How to complete this task |
Reproduce the following records exactly from the line containing "Mark the foliage" onward, ending with the last line and including it.

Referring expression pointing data

____

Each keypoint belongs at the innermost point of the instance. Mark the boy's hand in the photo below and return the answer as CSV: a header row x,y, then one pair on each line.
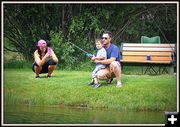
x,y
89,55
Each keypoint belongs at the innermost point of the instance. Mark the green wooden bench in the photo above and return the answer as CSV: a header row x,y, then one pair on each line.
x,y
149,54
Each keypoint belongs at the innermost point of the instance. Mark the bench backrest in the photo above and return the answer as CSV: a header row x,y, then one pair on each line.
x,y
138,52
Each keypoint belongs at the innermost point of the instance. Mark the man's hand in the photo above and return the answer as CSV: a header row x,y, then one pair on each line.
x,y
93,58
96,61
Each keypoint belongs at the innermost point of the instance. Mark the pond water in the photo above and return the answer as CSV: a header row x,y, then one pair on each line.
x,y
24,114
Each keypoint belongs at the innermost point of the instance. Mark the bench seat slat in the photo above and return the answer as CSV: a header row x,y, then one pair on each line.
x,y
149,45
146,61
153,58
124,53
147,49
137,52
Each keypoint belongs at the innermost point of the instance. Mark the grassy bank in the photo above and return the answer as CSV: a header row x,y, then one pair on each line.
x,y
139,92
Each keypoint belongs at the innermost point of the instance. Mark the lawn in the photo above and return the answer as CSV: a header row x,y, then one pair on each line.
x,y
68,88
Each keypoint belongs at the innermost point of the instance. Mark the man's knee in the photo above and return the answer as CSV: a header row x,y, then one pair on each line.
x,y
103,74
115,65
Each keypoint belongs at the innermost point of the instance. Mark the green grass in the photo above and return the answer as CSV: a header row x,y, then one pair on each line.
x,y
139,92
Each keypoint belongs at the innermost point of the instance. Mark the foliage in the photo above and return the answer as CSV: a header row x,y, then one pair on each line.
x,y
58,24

____

Solution to the problem |
Each keypoint belongs at the innermost point of the instance. Mark the foliage in the photo above and return the answer as CSV: a header row x,y, then one pair on each line.
x,y
58,24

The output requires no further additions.